> [DOCUMENT SEGMENT]
• • • • •
On Thu 31-10-19 20:16:41, Matthew Bobrowski wrote:
> On Wed, Oct 30, 2019 at 12:39:18PM +0100, Jan Kara wrote:
> > On Wed 30-10-19 12:26:52, Jan Kara wrote:
> > > On Wed 30-10-19 13:00:24, Matthew Bobrowski wrote:
> > > > On Tue, Oct 29, 2019 at 07:34:01PM -0400, Theodore Y. Ts'o wrote:
> > > > > On Tue, Oct 29, 2019 at 07:31:59PM -0400, Theodore Y. Ts'o wrote:
> > > > > > Hi Matthew, it looks like there are a number of problems with this
> > > > > > patch series when using the ext3 backwards compatibility mode (e.g.,
> > > > > > no extents enabled).
> > > > > > 
> > > > > > So the following configurations are failing:
> > > > > > 
> > > > > > kvm-xfstests -c ext3   generic/091 generic/240 generic/263
> > > > 
> > > > This is one mode that I didn't get around to testing. Let me take a
> > > > look at the above and get back to you.
> > > 
> > > If I should guess, I'd start looking at what that -ENOTBLK fallback from
> > > direct IO ends up doing as we seem to be hitting that path...
> > 
> > Hum, actually no. This write from fsx output:
> > 
> > 24( 24 mod 256): WRITE    0x23000 thru 0x285ff  (0x5600 bytes)
> > 
> > should have allocated blocks to where the failed write was going (0x24000).
> > But still I'd expect some interaction between how buffered writes to holes
> > interact with following direct IO writes... One of the subtle differences
> > we have introduced with iomap conversion is that the old code in
> > __generic_file_write_iter() did fsync & invalidate written range after
> > buffered write fallback and we don't seem to do that now (probably should
> > be fixed regardless of relation to this bug).
> 
> After performing some debugging this afternoon, I quickly realised
> that the fix for this is rather trivial. Within the previous direct
> I/O implementation, we passed EXT4_GET_BLOCKS_CREATE to
> ext4_map_blocks() for any writes to inodes without extents. I seem to
> have missed that here and consequently block allocation for a write
> wasn't performing correctly in such cases.
• • • • •
> [WORK TO COMPLETE]
a. In the ext4 email thread, what flag did the previous direct I/O implementation pass to ext4_map_blocks() for writes to inodes without extents?
b. Reproduce word for word the stretch of the ext4 email thread from "On Thu 31-10-19" through "no extents enabled).".
c. Write the next part of the ext4 email thread, beginning after its final sentence.

(Collected data)
• • • • •
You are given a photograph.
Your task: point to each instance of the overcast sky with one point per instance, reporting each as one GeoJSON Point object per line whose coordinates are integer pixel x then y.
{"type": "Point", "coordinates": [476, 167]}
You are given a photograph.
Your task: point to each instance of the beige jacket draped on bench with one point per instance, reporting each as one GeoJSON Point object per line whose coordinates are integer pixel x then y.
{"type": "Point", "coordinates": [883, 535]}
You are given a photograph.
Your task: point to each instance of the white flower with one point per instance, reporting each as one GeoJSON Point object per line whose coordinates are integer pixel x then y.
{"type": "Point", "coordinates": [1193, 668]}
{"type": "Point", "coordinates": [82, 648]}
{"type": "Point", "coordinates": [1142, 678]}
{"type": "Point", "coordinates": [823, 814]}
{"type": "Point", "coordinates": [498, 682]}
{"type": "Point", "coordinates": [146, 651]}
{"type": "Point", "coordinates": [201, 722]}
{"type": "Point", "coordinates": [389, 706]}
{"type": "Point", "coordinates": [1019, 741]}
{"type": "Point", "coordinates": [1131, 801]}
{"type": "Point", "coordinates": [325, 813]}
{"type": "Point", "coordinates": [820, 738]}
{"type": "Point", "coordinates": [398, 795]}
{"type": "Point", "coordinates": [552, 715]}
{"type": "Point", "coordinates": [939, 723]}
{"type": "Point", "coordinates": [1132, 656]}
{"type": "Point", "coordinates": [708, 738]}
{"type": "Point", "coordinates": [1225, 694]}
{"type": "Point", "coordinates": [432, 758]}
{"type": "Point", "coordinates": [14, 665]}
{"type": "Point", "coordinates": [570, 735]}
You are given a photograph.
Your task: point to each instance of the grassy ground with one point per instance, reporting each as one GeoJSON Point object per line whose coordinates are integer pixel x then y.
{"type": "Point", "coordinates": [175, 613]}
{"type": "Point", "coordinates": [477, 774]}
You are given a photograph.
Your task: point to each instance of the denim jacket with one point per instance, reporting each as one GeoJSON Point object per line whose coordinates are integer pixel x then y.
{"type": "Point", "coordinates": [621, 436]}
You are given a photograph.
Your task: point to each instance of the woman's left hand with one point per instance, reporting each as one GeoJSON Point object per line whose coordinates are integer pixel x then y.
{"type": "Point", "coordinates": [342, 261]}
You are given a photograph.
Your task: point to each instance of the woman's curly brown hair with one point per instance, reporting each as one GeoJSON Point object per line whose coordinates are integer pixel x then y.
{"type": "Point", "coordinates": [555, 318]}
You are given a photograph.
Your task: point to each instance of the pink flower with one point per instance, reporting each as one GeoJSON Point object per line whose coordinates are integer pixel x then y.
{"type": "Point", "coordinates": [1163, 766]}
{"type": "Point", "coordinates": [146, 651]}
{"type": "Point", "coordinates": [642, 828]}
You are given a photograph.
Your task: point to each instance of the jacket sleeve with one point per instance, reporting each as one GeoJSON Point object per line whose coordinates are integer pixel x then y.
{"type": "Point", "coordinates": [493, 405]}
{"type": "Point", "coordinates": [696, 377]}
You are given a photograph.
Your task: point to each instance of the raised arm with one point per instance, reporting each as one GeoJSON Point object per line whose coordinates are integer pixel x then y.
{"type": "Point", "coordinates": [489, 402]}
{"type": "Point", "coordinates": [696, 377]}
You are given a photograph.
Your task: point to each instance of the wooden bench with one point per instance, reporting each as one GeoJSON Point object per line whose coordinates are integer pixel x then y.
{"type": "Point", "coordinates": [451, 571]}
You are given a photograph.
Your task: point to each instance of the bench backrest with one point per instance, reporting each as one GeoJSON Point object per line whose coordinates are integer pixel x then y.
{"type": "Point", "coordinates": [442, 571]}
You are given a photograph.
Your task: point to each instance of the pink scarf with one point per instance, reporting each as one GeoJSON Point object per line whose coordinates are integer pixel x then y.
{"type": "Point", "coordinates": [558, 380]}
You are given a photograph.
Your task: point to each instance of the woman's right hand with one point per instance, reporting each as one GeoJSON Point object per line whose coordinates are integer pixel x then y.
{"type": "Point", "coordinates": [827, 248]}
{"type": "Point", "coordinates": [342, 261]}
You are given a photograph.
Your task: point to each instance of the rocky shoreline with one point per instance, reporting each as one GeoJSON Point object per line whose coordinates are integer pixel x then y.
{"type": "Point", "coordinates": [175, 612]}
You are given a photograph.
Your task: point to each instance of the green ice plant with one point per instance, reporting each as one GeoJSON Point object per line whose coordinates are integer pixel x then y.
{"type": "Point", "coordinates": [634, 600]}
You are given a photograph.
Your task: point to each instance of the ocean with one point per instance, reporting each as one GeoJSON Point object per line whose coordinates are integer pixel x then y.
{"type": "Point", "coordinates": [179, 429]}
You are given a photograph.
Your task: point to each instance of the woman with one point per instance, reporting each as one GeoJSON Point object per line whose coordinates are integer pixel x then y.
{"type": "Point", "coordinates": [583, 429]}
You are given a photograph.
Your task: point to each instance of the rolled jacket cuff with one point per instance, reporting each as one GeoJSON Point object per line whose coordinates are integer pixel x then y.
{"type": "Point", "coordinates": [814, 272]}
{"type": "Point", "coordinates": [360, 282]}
• • • • •
> [ANSWERS TO THE EXERCISES]
a. EXT4_GET_BLOCKS_CREATE

b.
On Thu 31-10-19 20:16:41, Matthew Bobrowski wrote:
> On Wed, Oct 30, 2019 at 12:39:18PM +0100, Jan Kara wrote:
> > On Wed 30-10-19 12:26:52, Jan Kara wrote:
> > > On Wed 30-10-19 13:00:24, Matthew Bobrowski wrote:
> > > > On Tue, Oct 29, 2019 at 07:34:01PM -0400, Theodore Y. Ts'o wrote:
> > > > > On Tue, Oct 29, 2019 at 07:31:59PM -0400, Theodore Y. Ts'o wrote:
> > > > > > Hi Matthew, it looks like there are a number of problems with this
> > > > > > patch series when using the ext3 backwards compatibility mode (e.g.,
> > > > > > no extents enabled).

c.
No, this is not correct. For inodes without extents we used
ext4_dio_get_block() and we pass DIO_SKIP_HOLES to __blockdev_direct_IO().
Now DIO_SKIP_HOLES means that if starting block is within i_size, we pass
'create == 0' to get_blocks() function and thus ext4_dio_get_block() uses
'0' argument to ext4_map_blocks() similarly to what you do.

And indeed for inodes without extents we must fallback to buffered IO for
filling holes inside a file to avoid stale data exposure (racing DIO read
could read block contents before data is written to it if we used
EXT4_GET_BLOCKS_CREATE).

> Also, I agree, the fsync + page cache invalidation bits need to be
> implemented. I'm just thinking to branch out within
> ext4_buffered_write_iter() and implement those bits there i.e.
> 
> 	...
> 	ret = generic_perform_write();
> 
> 	if (ret > 0 && iocb->ki_flags & IOCB_DIRECT) {
> 	   	err = filemap_write_and_wait_range();
> 
> 		if (!err)
> 			invalidate_mapping_pages();
> 	...
> 
> AFAICT, this would be the most appropriate place to put it? Or, did
> you have something else in mind?

Yes, either this, or maybe in ext4_dio_write_iter() after returning from
ext4_buffered_write_iter() would be even more logical.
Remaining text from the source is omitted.